» **What you have to do**: Print the entries below again, word for word and line for line, leaving nothing out and changing nothing.

» **Dataset**:
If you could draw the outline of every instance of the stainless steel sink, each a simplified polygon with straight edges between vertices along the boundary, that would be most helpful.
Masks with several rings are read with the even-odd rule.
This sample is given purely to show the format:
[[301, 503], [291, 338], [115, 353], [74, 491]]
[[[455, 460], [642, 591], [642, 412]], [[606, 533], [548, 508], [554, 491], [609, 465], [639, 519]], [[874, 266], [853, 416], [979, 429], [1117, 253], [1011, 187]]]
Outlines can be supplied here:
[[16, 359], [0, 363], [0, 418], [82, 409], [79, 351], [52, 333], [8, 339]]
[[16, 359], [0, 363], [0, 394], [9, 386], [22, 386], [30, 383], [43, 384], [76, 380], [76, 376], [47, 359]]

» **Task solution**:
If you could draw the outline of every instance of the stainless steel sink, each a simplified polygon with straight edges between vertices along the boundary, that would be most helpful.
Masks with several rings are read with the even-odd rule.
This sample is given purely to show the format:
[[301, 503], [291, 338], [115, 353], [74, 491]]
[[[455, 460], [642, 591], [642, 412]], [[606, 533], [548, 508], [554, 491], [609, 465], [639, 519]], [[874, 266], [853, 416], [979, 429], [1117, 253], [1011, 187]]]
Outlines can be supplied here:
[[16, 359], [0, 363], [0, 418], [82, 409], [79, 351], [52, 333], [8, 339]]
[[16, 359], [0, 363], [0, 394], [9, 386], [22, 386], [30, 383], [43, 384], [76, 380], [76, 376], [47, 359]]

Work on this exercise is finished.